> [Task instructions]
Where a line below holds the string "trail", that line goes into the answer.

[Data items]
# # #
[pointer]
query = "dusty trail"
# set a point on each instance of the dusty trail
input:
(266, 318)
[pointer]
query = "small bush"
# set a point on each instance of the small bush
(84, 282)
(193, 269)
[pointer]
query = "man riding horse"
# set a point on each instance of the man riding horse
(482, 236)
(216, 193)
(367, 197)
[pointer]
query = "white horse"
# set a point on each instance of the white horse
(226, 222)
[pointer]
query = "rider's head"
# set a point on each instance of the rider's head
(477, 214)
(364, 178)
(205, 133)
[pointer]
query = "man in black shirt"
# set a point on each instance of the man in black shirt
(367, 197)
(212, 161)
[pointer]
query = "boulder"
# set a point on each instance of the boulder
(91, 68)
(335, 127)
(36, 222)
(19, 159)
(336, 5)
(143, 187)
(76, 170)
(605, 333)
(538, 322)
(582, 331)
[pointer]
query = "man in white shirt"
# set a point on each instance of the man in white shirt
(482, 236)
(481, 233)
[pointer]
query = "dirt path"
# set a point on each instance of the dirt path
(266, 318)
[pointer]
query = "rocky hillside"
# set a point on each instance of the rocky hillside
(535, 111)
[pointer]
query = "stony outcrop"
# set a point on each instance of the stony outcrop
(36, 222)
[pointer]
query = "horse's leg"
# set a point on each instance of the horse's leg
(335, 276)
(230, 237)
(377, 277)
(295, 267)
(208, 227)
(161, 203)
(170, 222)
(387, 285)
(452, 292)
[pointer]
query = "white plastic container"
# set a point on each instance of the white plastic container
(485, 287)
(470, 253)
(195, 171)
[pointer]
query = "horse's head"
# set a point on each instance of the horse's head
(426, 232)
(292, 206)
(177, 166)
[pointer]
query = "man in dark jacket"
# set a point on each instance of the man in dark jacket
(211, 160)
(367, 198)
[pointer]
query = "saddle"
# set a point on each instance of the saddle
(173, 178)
# # #
> [Result for this exercise]
query = "dusty trail"
# set a point on each instance of the dusty trail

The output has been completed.